● DATA FOR THIS TASK:
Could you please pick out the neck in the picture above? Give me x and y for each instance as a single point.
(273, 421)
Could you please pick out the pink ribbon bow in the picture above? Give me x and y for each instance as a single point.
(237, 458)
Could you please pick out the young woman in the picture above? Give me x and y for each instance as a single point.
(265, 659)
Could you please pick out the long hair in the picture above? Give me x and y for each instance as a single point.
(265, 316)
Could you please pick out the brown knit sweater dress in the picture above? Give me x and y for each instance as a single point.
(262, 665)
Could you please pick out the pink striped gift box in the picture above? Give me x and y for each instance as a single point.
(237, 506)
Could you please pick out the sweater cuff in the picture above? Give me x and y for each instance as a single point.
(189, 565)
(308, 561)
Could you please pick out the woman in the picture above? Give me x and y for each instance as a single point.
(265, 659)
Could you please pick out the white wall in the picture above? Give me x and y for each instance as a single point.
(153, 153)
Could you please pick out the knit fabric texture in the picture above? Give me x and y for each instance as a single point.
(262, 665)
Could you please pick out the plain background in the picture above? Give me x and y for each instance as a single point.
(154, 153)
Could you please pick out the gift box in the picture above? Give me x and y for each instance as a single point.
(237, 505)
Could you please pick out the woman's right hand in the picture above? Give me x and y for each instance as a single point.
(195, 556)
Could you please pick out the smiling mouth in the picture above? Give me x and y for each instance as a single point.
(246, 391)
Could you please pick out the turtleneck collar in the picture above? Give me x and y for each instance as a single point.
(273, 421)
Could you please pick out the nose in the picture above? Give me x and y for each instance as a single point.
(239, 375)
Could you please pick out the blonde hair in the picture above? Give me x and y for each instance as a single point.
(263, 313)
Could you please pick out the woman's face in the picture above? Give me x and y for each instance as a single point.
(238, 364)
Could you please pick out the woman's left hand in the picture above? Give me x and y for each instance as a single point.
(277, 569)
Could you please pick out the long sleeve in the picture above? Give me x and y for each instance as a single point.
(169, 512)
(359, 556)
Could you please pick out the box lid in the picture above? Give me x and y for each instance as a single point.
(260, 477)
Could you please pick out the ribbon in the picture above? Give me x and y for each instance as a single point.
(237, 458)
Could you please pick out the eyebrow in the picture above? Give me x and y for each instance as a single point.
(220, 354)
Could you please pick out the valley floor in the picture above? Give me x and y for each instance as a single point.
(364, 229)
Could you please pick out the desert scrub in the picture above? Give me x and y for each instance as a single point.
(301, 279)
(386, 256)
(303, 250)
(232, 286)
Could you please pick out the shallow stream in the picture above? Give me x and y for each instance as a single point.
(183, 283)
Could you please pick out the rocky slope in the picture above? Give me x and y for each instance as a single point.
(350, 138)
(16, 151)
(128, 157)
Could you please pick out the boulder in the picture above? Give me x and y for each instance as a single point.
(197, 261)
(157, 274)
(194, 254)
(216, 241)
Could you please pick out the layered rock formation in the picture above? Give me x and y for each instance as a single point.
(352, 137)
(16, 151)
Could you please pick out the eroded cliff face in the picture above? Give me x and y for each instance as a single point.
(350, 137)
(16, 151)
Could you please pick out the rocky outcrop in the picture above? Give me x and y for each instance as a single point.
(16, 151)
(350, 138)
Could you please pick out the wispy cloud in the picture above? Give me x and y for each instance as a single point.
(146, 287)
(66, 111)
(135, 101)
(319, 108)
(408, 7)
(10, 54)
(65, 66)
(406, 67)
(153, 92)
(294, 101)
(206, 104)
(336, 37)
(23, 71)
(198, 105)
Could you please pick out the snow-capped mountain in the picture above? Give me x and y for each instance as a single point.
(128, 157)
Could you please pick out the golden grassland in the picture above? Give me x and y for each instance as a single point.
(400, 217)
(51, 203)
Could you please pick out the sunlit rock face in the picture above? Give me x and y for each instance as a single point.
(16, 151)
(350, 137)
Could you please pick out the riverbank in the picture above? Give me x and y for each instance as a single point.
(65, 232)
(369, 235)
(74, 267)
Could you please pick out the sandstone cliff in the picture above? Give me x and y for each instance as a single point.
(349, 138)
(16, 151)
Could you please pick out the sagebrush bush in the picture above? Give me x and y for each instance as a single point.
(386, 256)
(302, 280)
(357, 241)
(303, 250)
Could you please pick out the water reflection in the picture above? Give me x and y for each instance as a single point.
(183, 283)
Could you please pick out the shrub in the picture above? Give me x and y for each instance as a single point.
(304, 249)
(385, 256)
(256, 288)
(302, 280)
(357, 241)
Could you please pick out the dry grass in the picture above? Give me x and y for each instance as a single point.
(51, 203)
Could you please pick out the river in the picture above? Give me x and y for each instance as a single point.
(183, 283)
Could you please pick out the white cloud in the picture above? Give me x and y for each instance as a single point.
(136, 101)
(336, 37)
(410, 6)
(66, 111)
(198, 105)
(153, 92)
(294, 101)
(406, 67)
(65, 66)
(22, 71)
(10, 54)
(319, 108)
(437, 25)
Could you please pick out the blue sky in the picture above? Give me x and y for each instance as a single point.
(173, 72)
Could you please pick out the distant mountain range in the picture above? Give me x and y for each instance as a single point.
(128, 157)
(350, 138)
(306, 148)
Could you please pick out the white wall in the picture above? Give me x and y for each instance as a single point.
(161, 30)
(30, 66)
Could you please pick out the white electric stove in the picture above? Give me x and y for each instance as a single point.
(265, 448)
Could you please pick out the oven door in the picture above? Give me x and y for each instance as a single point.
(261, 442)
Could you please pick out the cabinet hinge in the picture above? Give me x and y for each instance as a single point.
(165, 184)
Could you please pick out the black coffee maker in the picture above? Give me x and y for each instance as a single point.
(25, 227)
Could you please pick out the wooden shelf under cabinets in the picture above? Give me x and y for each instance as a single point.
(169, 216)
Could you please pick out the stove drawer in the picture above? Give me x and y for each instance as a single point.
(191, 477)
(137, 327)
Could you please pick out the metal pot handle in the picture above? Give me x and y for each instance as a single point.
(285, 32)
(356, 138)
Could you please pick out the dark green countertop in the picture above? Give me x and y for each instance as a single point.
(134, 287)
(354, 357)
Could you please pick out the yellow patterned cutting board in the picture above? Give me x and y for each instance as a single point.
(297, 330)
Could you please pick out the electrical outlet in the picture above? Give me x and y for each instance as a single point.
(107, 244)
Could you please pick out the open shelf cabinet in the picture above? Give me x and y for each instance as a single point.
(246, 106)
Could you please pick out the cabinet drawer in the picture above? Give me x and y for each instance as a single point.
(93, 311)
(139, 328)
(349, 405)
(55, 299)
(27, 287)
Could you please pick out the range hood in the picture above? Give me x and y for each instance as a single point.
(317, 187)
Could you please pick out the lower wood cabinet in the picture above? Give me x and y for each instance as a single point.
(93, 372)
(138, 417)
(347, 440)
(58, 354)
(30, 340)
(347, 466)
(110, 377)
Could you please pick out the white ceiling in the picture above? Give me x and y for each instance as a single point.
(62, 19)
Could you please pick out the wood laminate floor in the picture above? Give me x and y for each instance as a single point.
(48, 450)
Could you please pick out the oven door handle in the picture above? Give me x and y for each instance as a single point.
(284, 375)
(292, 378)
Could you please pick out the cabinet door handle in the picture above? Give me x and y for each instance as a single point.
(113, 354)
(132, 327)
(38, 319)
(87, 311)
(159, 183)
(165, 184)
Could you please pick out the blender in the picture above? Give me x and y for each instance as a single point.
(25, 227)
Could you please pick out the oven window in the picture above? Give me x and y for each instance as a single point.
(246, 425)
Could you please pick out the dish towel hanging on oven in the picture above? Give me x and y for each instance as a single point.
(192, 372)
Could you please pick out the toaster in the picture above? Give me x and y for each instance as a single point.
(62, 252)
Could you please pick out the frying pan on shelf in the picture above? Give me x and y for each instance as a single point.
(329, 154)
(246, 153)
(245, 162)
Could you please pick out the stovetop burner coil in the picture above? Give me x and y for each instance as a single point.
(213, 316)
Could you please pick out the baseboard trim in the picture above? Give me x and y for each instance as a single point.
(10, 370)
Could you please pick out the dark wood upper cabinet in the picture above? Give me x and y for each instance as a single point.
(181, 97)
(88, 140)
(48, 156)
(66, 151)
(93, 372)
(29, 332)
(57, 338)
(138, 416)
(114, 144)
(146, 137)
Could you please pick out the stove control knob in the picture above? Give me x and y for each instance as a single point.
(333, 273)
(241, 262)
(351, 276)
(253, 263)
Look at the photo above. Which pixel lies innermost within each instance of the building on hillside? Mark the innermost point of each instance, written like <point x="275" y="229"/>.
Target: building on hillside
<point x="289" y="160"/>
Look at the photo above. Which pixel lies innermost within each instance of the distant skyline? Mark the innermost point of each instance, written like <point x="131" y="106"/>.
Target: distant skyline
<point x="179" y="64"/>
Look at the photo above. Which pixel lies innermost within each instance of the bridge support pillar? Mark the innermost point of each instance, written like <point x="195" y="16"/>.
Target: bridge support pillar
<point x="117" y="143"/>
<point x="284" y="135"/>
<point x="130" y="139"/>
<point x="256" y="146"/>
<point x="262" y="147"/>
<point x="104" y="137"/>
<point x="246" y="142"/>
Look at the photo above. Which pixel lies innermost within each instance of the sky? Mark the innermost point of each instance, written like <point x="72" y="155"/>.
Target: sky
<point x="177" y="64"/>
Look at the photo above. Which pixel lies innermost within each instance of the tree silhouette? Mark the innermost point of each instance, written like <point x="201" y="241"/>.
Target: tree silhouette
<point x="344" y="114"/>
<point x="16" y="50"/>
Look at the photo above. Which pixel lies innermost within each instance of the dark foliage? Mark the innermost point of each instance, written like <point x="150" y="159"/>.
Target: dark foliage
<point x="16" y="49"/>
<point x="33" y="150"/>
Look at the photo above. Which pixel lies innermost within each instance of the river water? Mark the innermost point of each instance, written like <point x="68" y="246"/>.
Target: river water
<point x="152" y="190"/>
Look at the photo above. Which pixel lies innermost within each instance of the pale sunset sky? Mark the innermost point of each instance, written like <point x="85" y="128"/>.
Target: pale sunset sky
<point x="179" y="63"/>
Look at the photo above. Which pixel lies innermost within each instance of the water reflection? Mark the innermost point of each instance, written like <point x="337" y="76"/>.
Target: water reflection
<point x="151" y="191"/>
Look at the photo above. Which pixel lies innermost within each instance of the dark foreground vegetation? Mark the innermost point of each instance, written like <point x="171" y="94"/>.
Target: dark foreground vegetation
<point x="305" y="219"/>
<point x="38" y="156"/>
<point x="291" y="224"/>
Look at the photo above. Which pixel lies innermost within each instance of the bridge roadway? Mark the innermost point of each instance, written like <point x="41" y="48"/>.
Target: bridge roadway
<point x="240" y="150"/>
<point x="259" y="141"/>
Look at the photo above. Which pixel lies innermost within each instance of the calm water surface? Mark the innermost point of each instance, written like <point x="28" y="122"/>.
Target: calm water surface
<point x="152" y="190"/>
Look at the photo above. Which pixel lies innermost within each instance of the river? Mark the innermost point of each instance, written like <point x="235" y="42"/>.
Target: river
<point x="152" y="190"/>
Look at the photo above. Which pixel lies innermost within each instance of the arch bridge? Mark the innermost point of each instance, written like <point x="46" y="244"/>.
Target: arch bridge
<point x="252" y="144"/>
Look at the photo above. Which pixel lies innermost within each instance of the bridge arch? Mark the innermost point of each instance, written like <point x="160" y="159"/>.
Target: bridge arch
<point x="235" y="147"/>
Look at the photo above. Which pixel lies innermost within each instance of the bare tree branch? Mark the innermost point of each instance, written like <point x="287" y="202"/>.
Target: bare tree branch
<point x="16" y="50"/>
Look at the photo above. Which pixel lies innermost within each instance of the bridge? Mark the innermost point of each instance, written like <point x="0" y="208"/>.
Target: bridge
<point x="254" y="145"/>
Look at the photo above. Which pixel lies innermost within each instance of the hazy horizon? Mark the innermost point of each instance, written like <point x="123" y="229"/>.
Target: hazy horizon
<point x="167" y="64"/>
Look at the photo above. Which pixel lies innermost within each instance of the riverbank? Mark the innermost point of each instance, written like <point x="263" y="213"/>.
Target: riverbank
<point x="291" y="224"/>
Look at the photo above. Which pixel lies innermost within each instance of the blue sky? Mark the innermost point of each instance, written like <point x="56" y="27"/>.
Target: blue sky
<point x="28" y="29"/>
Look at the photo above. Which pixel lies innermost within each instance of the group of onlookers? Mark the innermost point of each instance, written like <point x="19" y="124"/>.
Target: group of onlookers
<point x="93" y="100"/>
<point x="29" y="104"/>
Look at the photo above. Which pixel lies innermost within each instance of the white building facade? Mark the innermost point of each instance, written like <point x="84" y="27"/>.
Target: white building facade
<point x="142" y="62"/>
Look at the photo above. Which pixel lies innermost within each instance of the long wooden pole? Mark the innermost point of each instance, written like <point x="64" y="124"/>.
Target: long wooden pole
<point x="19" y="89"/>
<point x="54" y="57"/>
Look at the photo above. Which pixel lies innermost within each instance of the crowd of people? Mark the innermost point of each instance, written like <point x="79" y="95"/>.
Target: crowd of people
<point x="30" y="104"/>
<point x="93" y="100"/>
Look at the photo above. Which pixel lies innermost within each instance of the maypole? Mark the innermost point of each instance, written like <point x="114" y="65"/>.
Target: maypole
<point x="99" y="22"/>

● TASK PROMPT: Starting at the line with "of the bare", copy every line up to and including the last one in the entries above.

● RESULT FOR THIS TASK:
Look at the photo above. Which pixel lies innermost within each instance of the bare tree branch? Mark the innermost point of each instance, written like <point x="287" y="202"/>.
Target: bare tree branch
<point x="16" y="50"/>
Look at the photo above. Which pixel lies innermost within each instance of the bridge? Mark the innermost point of each instance, written like <point x="0" y="208"/>.
Target: bridge
<point x="254" y="145"/>
Look at the photo above. Which pixel lies innermost within each instance of the hazy horizon? Mark the innermost point of each instance, written like <point x="123" y="229"/>.
Target: hazy horizon
<point x="167" y="64"/>
Look at the photo above. Which pixel lies innermost within each instance of the riverbank? Mark the innermost point of each instance, written like <point x="263" y="213"/>.
Target: riverbank
<point x="291" y="224"/>
Look at the photo above. Which pixel lies innermost within each instance of the blue sky? Mark the innermost point of each instance, written like <point x="56" y="27"/>.
Target: blue sky
<point x="28" y="29"/>
Look at the photo above. Which pixel lies innermost within each instance of the group of onlookers? Mark the innermost point of each instance, written like <point x="19" y="124"/>.
Target: group of onlookers
<point x="93" y="100"/>
<point x="29" y="104"/>
Look at the photo above. Which pixel lies innermost within each instance of the white building facade? Mark the innermost point of each instance, written like <point x="84" y="27"/>.
Target: white building facade
<point x="142" y="62"/>
Look at the photo above. Which pixel lies innermost within each instance of the long wooden pole? Mark the innermost point of each instance, written like <point x="64" y="124"/>.
Target: long wooden pole
<point x="19" y="89"/>
<point x="54" y="57"/>
Look at the photo above. Which pixel lies innermost within each instance of the crowd of people? Mark the innermost point of each instance, written like <point x="79" y="95"/>.
Target: crowd of people
<point x="30" y="104"/>
<point x="93" y="100"/>
Look at the photo above. Which pixel lies innermost within each instance of the maypole? Mark the innermost point of each instance, written like <point x="114" y="65"/>.
Target: maypole
<point x="99" y="22"/>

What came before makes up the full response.